• Tugas Anda:
Teruskan tulisan tentang zakat dan pembangunan masyarakat di bawah ini, mulai setelah kalimat terakhirnya.

• Teks Bacaan:
----
Zakat dan Pembangunan Masyarakat
Kewajiban zakat dalam pembangunan pada hakekatnya merupakan
implementasi dari pembangunan sosial. Penerapan zakat dalam pembangunan
dan aktifitas ekonomi ditujukan untuk menciptakan harmoni antara
pertumbuhan ekonomi dan kesejahteraan ekonomi. Setidaknya, dalam
pelaksanaan zakat, terdapat fungsi-fungsi dari pembangunan sosial yang
secara umum terlihat dalam dua hal, yaitu agenda pendistribusian harta
kekayaan dan upaya pemberdayaan masyarakat.
----
• Data yang Diberikan:
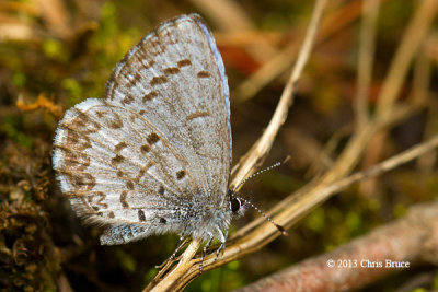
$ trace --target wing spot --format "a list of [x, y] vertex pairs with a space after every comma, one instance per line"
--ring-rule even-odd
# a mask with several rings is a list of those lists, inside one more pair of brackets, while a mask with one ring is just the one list
[[[143, 104], [146, 104], [146, 102], [152, 101], [157, 96], [158, 96], [157, 91], [151, 91], [150, 93], [148, 93], [143, 96], [142, 102], [143, 102]], [[140, 115], [142, 115], [141, 112], [143, 112], [142, 114], [145, 114], [145, 110], [140, 110]]]
[[125, 98], [122, 100], [123, 104], [131, 104], [134, 102], [134, 96], [128, 94], [125, 96]]
[[185, 66], [191, 66], [191, 65], [192, 65], [192, 61], [188, 59], [184, 59], [184, 60], [181, 60], [177, 62], [177, 67], [180, 67], [180, 68], [185, 67]]
[[123, 127], [123, 121], [118, 116], [115, 116], [113, 122], [110, 124], [110, 128], [112, 129], [119, 129]]
[[180, 172], [176, 173], [176, 178], [177, 179], [183, 179], [184, 176], [185, 176], [185, 172], [184, 171], [180, 171]]
[[153, 145], [160, 140], [160, 137], [158, 137], [157, 133], [151, 132], [148, 138], [146, 139], [150, 145]]
[[211, 114], [210, 114], [209, 110], [207, 110], [207, 112], [195, 112], [195, 113], [193, 113], [193, 114], [189, 114], [189, 115], [186, 117], [186, 120], [192, 120], [192, 119], [200, 118], [200, 117], [208, 117], [208, 116], [210, 116], [210, 115], [211, 115]]
[[118, 144], [116, 144], [116, 147], [114, 148], [115, 152], [120, 152], [124, 148], [127, 148], [128, 144], [126, 142], [119, 142]]
[[152, 78], [152, 81], [150, 82], [150, 84], [152, 86], [154, 85], [159, 85], [159, 84], [164, 84], [168, 82], [168, 79], [165, 77], [154, 77]]
[[150, 151], [150, 147], [148, 144], [143, 144], [142, 147], [140, 147], [141, 153], [146, 154]]
[[197, 74], [198, 78], [210, 78], [210, 73], [207, 71], [199, 71]]
[[122, 163], [123, 161], [125, 160], [125, 157], [124, 156], [120, 156], [120, 155], [116, 155], [115, 157], [113, 157], [112, 160], [111, 160], [111, 163], [114, 165], [114, 164], [119, 164], [119, 163]]
[[177, 67], [169, 67], [164, 69], [165, 74], [177, 74], [180, 73], [180, 68]]
[[146, 215], [143, 210], [138, 210], [138, 220], [146, 221]]
[[126, 201], [126, 197], [128, 196], [128, 192], [126, 190], [122, 191], [120, 194], [120, 203], [123, 208], [129, 208], [128, 202]]
[[129, 188], [130, 190], [132, 190], [134, 189], [134, 183], [130, 182], [130, 180], [126, 182], [126, 187]]

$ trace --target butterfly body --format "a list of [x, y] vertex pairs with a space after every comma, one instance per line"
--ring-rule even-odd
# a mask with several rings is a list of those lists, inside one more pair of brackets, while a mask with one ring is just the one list
[[165, 22], [117, 63], [104, 98], [66, 112], [54, 168], [61, 191], [101, 243], [177, 233], [226, 241], [243, 209], [228, 191], [228, 81], [200, 16]]

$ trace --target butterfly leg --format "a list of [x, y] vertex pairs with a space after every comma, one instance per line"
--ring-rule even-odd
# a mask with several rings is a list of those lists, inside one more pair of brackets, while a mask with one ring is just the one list
[[218, 227], [218, 234], [220, 234], [220, 236], [219, 236], [220, 246], [219, 246], [218, 249], [216, 249], [216, 257], [215, 257], [214, 262], [218, 259], [219, 254], [222, 252], [222, 255], [223, 255], [223, 252], [226, 250], [226, 247], [227, 247], [227, 237], [228, 237], [228, 230], [226, 230], [226, 234], [222, 234], [222, 231], [219, 230], [219, 227]]
[[199, 273], [203, 273], [203, 262], [204, 262], [204, 258], [205, 258], [205, 255], [207, 254], [207, 249], [208, 249], [208, 247], [210, 247], [211, 242], [212, 242], [212, 238], [214, 238], [214, 235], [212, 235], [211, 233], [209, 233], [208, 236], [209, 236], [208, 242], [207, 242], [207, 244], [204, 246], [204, 248], [203, 248], [203, 255], [200, 256]]
[[162, 267], [166, 266], [170, 261], [172, 261], [175, 257], [176, 254], [183, 248], [184, 245], [188, 243], [188, 237], [180, 236], [180, 243], [175, 248], [175, 252], [160, 266], [155, 266], [157, 269], [161, 269]]

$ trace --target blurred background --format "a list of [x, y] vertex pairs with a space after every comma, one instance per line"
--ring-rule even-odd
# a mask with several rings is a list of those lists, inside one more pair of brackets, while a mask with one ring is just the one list
[[[376, 101], [406, 25], [422, 1], [380, 1], [367, 108]], [[0, 1], [0, 289], [139, 291], [177, 244], [176, 235], [101, 246], [96, 226], [72, 212], [54, 179], [51, 141], [66, 108], [102, 97], [125, 52], [162, 21], [203, 15], [214, 32], [231, 91], [234, 163], [275, 110], [306, 34], [314, 1], [21, 0]], [[263, 166], [290, 161], [247, 182], [241, 194], [268, 210], [326, 171], [355, 129], [361, 1], [330, 1], [295, 104]], [[438, 130], [437, 22], [418, 46], [397, 98], [422, 98], [368, 147], [357, 170], [422, 142]], [[186, 291], [230, 291], [331, 250], [437, 197], [436, 153], [354, 185], [303, 218], [289, 236], [207, 272]], [[258, 218], [249, 210], [230, 232]], [[415, 266], [364, 291], [438, 289], [437, 268]], [[408, 290], [411, 291], [411, 290]]]

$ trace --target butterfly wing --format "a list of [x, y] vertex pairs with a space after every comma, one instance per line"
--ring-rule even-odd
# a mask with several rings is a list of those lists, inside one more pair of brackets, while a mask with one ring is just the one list
[[77, 212], [111, 225], [103, 243], [181, 232], [193, 201], [224, 203], [229, 120], [215, 40], [199, 16], [182, 16], [128, 51], [105, 100], [66, 113], [54, 168]]

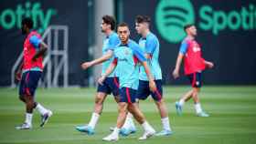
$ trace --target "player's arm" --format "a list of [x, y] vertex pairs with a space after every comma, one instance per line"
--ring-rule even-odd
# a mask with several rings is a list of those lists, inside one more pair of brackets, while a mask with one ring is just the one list
[[155, 86], [155, 83], [154, 81], [154, 77], [153, 77], [153, 76], [152, 76], [152, 74], [149, 70], [149, 67], [147, 66], [145, 61], [141, 62], [141, 64], [144, 67], [144, 71], [145, 71], [146, 76], [148, 77], [150, 90], [154, 92], [154, 91], [156, 90], [156, 86]]
[[207, 67], [208, 68], [212, 68], [212, 67], [214, 67], [214, 64], [213, 64], [212, 62], [210, 62], [210, 61], [205, 60], [205, 64], [206, 64], [206, 67]]
[[116, 47], [116, 46], [119, 43], [120, 43], [120, 40], [117, 36], [111, 36], [109, 39], [107, 53], [97, 59], [83, 63], [81, 65], [81, 67], [83, 69], [87, 69], [92, 66], [99, 65], [99, 64], [101, 64], [102, 62], [109, 60], [113, 56], [113, 49]]
[[20, 81], [20, 79], [21, 79], [22, 67], [23, 67], [23, 61], [21, 61], [21, 63], [19, 64], [19, 67], [16, 72], [16, 79], [17, 81]]
[[153, 37], [147, 38], [145, 42], [145, 54], [144, 54], [146, 59], [151, 59], [156, 46], [157, 44], [155, 38]]
[[133, 54], [135, 55], [135, 57], [138, 58], [138, 60], [141, 62], [142, 66], [144, 67], [146, 76], [148, 77], [148, 81], [149, 81], [149, 88], [151, 91], [155, 91], [156, 90], [156, 86], [155, 83], [154, 81], [154, 77], [150, 72], [149, 67], [146, 64], [146, 58], [144, 56], [143, 51], [141, 50], [141, 47], [139, 47], [139, 46], [134, 45], [135, 48], [133, 48]]
[[103, 55], [102, 57], [94, 59], [92, 61], [89, 61], [89, 62], [84, 62], [81, 64], [81, 67], [83, 69], [87, 69], [94, 65], [99, 65], [104, 61], [107, 61], [108, 59], [110, 59], [113, 55], [113, 51], [112, 50], [108, 50], [107, 53], [105, 55]]
[[112, 73], [112, 71], [115, 69], [117, 65], [117, 58], [114, 58], [114, 60], [111, 63], [110, 67], [106, 69], [105, 73], [101, 75], [101, 77], [99, 78], [98, 82], [102, 85], [103, 81], [106, 79], [106, 77]]
[[40, 39], [37, 36], [31, 36], [29, 42], [37, 48], [37, 53], [32, 57], [32, 60], [36, 61], [37, 58], [38, 58], [46, 53], [48, 46], [46, 43], [42, 41], [42, 39]]
[[180, 66], [181, 66], [184, 55], [187, 53], [187, 42], [183, 42], [181, 44], [180, 48], [179, 48], [179, 53], [178, 53], [178, 56], [177, 56], [177, 58], [176, 58], [176, 68], [173, 71], [173, 77], [175, 78], [177, 78], [179, 77]]

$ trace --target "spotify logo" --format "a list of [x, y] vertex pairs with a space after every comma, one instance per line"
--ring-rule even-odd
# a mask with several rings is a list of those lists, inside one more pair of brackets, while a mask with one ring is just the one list
[[194, 22], [194, 8], [189, 0], [161, 0], [156, 6], [156, 27], [170, 43], [180, 42], [186, 36], [183, 26]]

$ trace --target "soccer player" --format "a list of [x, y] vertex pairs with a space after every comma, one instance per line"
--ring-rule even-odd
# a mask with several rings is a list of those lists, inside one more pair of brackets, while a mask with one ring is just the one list
[[133, 115], [135, 119], [144, 129], [144, 135], [139, 138], [139, 139], [146, 139], [153, 136], [155, 131], [148, 124], [144, 114], [135, 105], [136, 91], [139, 83], [139, 63], [144, 67], [145, 73], [149, 79], [149, 87], [152, 91], [155, 91], [156, 89], [155, 83], [150, 73], [143, 51], [134, 41], [129, 39], [130, 31], [127, 24], [122, 23], [118, 26], [118, 35], [122, 43], [114, 49], [115, 58], [105, 74], [99, 79], [99, 83], [103, 83], [105, 78], [116, 69], [120, 80], [119, 114], [114, 130], [102, 139], [107, 141], [118, 140], [120, 129], [125, 121], [127, 111]]
[[23, 62], [16, 73], [16, 77], [20, 81], [19, 99], [26, 104], [26, 119], [16, 129], [32, 129], [33, 109], [36, 108], [41, 114], [41, 124], [43, 127], [52, 116], [49, 109], [35, 101], [35, 93], [37, 83], [43, 71], [43, 55], [48, 46], [41, 39], [41, 36], [32, 31], [33, 21], [31, 18], [22, 20], [22, 34], [27, 35], [24, 42]]
[[[115, 20], [111, 15], [102, 16], [102, 24], [101, 25], [101, 32], [105, 34], [106, 37], [103, 41], [102, 57], [94, 59], [92, 61], [84, 62], [81, 67], [83, 69], [87, 69], [94, 65], [102, 63], [102, 72], [104, 74], [107, 67], [113, 60], [113, 50], [120, 39], [118, 35], [114, 32]], [[102, 112], [103, 102], [109, 94], [112, 94], [116, 102], [119, 101], [119, 80], [117, 73], [112, 72], [104, 80], [102, 85], [98, 85], [97, 95], [95, 97], [94, 112], [91, 114], [91, 120], [88, 125], [78, 126], [76, 129], [81, 132], [86, 132], [89, 135], [92, 135], [95, 132], [95, 126], [99, 120], [99, 118]], [[133, 122], [133, 121], [132, 121]], [[131, 124], [134, 125], [133, 122]]]
[[202, 72], [207, 67], [212, 68], [214, 65], [212, 62], [206, 61], [202, 57], [201, 47], [195, 40], [197, 34], [196, 26], [194, 25], [187, 25], [184, 26], [184, 30], [187, 33], [187, 37], [181, 44], [173, 76], [175, 78], [179, 77], [180, 65], [184, 58], [185, 75], [189, 78], [193, 88], [186, 93], [179, 101], [176, 102], [176, 108], [177, 114], [181, 115], [184, 103], [193, 98], [197, 116], [208, 117], [209, 115], [204, 112], [201, 108], [198, 93], [202, 86]]
[[[155, 92], [150, 91], [148, 87], [148, 78], [144, 67], [140, 67], [139, 74], [139, 87], [137, 90], [137, 98], [144, 100], [149, 95], [155, 100], [155, 103], [159, 110], [161, 116], [161, 121], [163, 125], [163, 130], [156, 134], [156, 136], [168, 136], [172, 134], [170, 128], [168, 111], [163, 98], [162, 89], [162, 71], [158, 62], [159, 57], [159, 41], [158, 38], [150, 31], [150, 17], [147, 15], [137, 15], [135, 19], [135, 29], [142, 37], [139, 40], [139, 46], [144, 53], [147, 65], [150, 67], [150, 71], [153, 74], [155, 83], [156, 84], [156, 90]], [[128, 116], [127, 116], [128, 117]], [[129, 121], [125, 121], [122, 128], [122, 133], [123, 135], [129, 135], [133, 131], [134, 128], [129, 125]]]

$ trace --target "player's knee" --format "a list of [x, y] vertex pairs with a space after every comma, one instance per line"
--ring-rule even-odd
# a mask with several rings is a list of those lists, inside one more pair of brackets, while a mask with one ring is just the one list
[[119, 101], [120, 101], [120, 97], [119, 97], [119, 96], [115, 96], [115, 97], [114, 97], [114, 100], [116, 101], [116, 103], [119, 103]]
[[25, 101], [23, 96], [19, 96], [18, 98], [19, 98], [19, 100], [21, 100], [21, 101]]
[[95, 104], [97, 105], [102, 105], [103, 103], [103, 98], [101, 97], [96, 97], [95, 98]]

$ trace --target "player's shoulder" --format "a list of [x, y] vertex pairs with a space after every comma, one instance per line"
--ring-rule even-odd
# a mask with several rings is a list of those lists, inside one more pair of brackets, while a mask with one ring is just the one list
[[110, 38], [119, 38], [119, 37], [118, 37], [118, 35], [117, 35], [115, 32], [112, 32], [112, 33], [110, 35]]
[[189, 43], [191, 43], [191, 39], [189, 39], [188, 37], [185, 37], [181, 42], [181, 44], [189, 44]]
[[129, 39], [128, 46], [132, 48], [133, 48], [135, 46], [139, 46], [139, 45], [133, 39]]
[[37, 36], [38, 38], [41, 37], [41, 35], [40, 35], [38, 32], [37, 32], [37, 31], [31, 31], [31, 32], [29, 33], [29, 36]]
[[146, 40], [158, 40], [157, 36], [153, 34], [152, 32], [150, 32], [147, 36], [146, 36]]

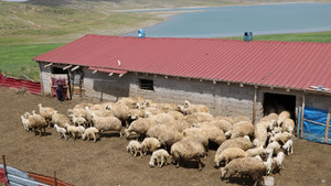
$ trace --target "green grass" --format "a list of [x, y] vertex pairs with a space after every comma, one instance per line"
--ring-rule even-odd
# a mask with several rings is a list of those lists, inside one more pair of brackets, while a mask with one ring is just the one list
----
• Hasil Latihan:
Perintah zakat, pada dasarnya, merupakan sebuah upaya agar harta
kekayaan dapat terdistribusi di tengah-tengah masyarakat, tidak hanya
mengumpul di kalangan orang-orang kaya saja, karena Islam tidak
menginginkan harta kekayaan tersebut hanya beredar dikalangan tertentu
saja dalam masyarakat, sebagaimana firman Allah dalam Q.S. Al-Hasyr
[59]: 7. Sebuah peringatan yang justru tengah terjadi dalam sistem
kapitalis saat ini, di mana para pemilik modal dapat leluasa
mengakumulasi modal mereka secara tersistematis dan mampu menikmati
kesejahteraan yang sangat layak. Sementara, kelompok masyarakat miskin
selalu tertindas karena mereka tidak memiliki modal (harta) sedikitpun
untuk dapat menjalani kehidupan ekonomi mereka.
Karena Islam memandang bahwa status kepemilikan harta bukanlah
otoritas absolut individu. Artinya, manusia bukanlah pemilik mutlak dari
harta kekayaan yang mereka dapati. Semua itu merupakan titipan dari
Allah SWT, yang dengan izin Allah manusia berhak untuk memanfaatkannya.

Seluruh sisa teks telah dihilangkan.